Let us next turn to an important point emphasized in the document of the Maoists; namely, the exploitation of the rural masses by merchants and traders. In the Strategy and Tactics document, they note that ‘[r]uthless exploitation by unscrupulous traders is squeezing the vast peasant masses while selling the agricultural produce and buying the agricultural inputs from the market’ (CPI(Maoist) 2004b). In the language of formal economics, the exploitation that is being alluded to here is of the monopsonist and monopolist variety. There is an important analytical issue to consider here. Is there anything pre-capitalist or non-capitalist about the existence of such kinds of exploitation?
Going by textbook economics, monopoly or monopsony elements cannot exist in a market with perfect competition – a market form that is often seen as synonymous with capitalism. Monopoly is treated as an aberration, a deviation from the ideal state of perfect competition. Efficiencies that are implicitly assumed to operate in capitalism in fact originate from perfect competition. But it has been argued that capitalism has been historically intertwined with monopoly control. Chang (2003) has famously referred to the numerous instances of how the developed countries of today, including the United States and the United Kingdom, had stifled free competition to protect their domestic industries. It is true that traditional Marxist theory partitions the history of world capitalism into an early competitive and a later monopoly phase. But such theorization overlooks the manner in which capitalism manifested itself in the colonies, and imagining capitalism without colonies might be a serious theoretical flaw. Careful historical studies have documented how the metropolis exerted monopoly control over the colony's trade flows and its domestic market to ward off competition from its rivals. In short, viewing monopoly as something not ingrained within capitalism lacks historical validity. This has an important implication for our present discussion. The existence of monopoly in the product and input markets (such as in fertilizers, seed, water or power) does not necessarily render the system semi-feudal. A capitalist system can and does contain monopoly elements, both historically and in contemporary times. Harriss-White's (2008) notable study of agricultural markets in West Bengal underlines the fact that the beneficiaries of monopoly power in the agrarian economy can be as regular creatures of the capitalist market place as a rice mill owner or a cold storage owner. Yet, due to inherited wealth, business networks and state-endowed privileges, such agents can help in perpetuating a complex system of exploitation. To characterize these rural oligarchs as feudal exploiters is an unwarranted analytical stretch.
Is agrarian India bereft of capitalist farming? The party programme of the Maoists mentions that ‘[l]eaving aside a handful of big landlords, including some newly emerged big pro-capitalist landlords (from among the old rich peasants), the vast majority of the peasantry … continue[s] to be increasingly driven into the clutches of the usurers, …’ (CPI(Maoist) 2004a).

----

- [Your tasks]:
1. In the excerpt on Maoist views of rural exploitation, in which state did Harriss-White's 2008 study examine agricultural markets?
2. Edit the part of the excerpt on Maoist views of rural exploitation that begins at the words "Let us next" and stops after "kinds of exploitation?", putting "mainstream economics" in place of "formal economics".

----

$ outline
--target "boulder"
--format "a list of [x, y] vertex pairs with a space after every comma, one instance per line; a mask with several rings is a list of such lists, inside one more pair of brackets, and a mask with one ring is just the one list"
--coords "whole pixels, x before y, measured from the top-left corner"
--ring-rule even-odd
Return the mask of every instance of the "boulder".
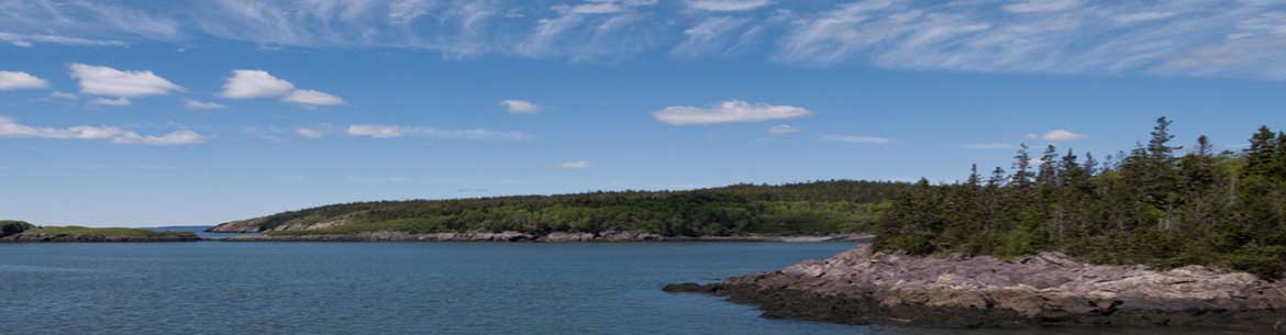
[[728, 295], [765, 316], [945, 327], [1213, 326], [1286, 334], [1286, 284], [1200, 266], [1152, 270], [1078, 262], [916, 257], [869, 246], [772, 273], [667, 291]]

----

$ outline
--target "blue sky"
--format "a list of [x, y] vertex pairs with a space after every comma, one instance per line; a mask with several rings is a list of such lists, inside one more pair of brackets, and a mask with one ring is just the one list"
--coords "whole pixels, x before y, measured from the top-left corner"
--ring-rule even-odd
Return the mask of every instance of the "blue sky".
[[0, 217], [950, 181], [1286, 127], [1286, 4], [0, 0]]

----

- [Answers in order]:
1. West Bengal

2.
Let us next turn to an important point emphasized in the document of the Maoists; namely, the exploitation of the rural masses by merchants and traders. In the Strategy and Tactics document, they note that ‘[r]uthless exploitation by unscrupulous traders is squeezing the vast peasant masses while selling the agricultural produce and buying the agricultural inputs from the market’ (CPI(Maoist) 2004b). In the language of mainstream economics, the exploitation that is being alluded to here is of the monopsonist and monopolist variety. There is an important analytical issue to consider here. Is there anything pre-capitalist or non-capitalist about the existence of such kinds of exploitation?